# [To do]
Exactly as written, give again the line with "the red vest." and all subsequent lines through the end of the records.

# [Data for processing]
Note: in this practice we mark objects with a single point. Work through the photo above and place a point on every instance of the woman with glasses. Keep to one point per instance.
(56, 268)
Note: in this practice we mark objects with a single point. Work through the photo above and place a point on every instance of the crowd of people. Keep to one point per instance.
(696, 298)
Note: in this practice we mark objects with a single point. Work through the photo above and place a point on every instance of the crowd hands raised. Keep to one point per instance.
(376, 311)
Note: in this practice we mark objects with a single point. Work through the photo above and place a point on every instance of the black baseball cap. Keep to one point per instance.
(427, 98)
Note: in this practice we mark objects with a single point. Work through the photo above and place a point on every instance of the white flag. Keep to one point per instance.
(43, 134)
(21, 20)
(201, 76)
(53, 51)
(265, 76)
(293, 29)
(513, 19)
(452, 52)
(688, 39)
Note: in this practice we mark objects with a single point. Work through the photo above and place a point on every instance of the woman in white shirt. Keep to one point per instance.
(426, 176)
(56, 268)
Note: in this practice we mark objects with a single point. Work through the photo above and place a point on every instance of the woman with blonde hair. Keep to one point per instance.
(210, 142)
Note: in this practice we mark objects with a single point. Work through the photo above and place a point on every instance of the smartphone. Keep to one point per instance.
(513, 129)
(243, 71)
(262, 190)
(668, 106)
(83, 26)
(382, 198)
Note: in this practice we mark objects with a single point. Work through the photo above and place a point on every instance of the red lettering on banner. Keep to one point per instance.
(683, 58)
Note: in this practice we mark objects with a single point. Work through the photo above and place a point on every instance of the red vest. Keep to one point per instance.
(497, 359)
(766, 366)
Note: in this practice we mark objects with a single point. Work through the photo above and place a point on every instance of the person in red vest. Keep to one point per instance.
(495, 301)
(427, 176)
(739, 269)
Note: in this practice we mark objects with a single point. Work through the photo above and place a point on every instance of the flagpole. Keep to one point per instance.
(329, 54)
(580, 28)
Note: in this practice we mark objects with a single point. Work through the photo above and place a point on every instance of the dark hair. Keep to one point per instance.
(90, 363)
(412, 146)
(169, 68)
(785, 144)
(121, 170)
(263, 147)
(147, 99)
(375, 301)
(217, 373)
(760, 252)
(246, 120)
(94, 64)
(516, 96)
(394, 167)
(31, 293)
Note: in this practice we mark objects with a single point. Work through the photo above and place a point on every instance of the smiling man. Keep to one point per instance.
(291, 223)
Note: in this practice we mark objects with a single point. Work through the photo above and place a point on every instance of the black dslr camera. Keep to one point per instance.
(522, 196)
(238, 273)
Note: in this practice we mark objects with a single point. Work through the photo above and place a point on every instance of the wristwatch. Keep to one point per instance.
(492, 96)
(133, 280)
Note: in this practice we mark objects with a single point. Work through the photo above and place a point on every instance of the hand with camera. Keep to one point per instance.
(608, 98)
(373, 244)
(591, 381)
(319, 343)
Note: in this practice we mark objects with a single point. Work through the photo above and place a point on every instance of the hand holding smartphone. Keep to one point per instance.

# [Your response]
Note: in this practice we mark objects with a single point. Work through the photo above and place a point on every instance of the red vest. Keep to one point per instance.
(497, 359)
(766, 366)
Note: in this practice we mark objects with a single point. Work through the photo above and place a point on every instance of the person in red vest. Keep to one point per instance.
(495, 301)
(427, 176)
(739, 269)
Note: in this practice we mark objects with a single point. Work through the photo above and place a point on every instance of the flagpole. Keep to one point per instance.
(329, 54)
(580, 28)
Note: in this practice we mark objects with a single point. Work through the photo above and place a point on every instance of the dark hair. Keep to one point per instance.
(90, 363)
(412, 146)
(169, 68)
(785, 144)
(121, 170)
(263, 147)
(147, 99)
(375, 301)
(217, 373)
(760, 252)
(246, 120)
(94, 64)
(516, 96)
(394, 167)
(31, 293)
Note: in this practice we mark objects with a single point. Work through the photo above and place a point on every instance of the smiling man. Keep to one point per instance.
(291, 223)
Note: in this practice we mark objects with a single point. Work through the photo above and place a point on every instance of the black dslr camera. Keep to one point per instance.
(522, 196)
(238, 273)
Note: in this practice we mark objects with a single point. Work through the photo above and place a point on every instance of the wristwatch. Keep to one point per instance.
(492, 96)
(133, 280)
Note: in this practice we mark objects with a single point. Work through the photo above and place a point on every instance of the hand with camera. Keep to one point per instance.
(608, 98)
(373, 244)
(591, 381)
(319, 343)
Note: in this practice we mark objects with a single point. Work through the photo above and place a point on every instance of the hand holding smartphone. Keep to one point per instance.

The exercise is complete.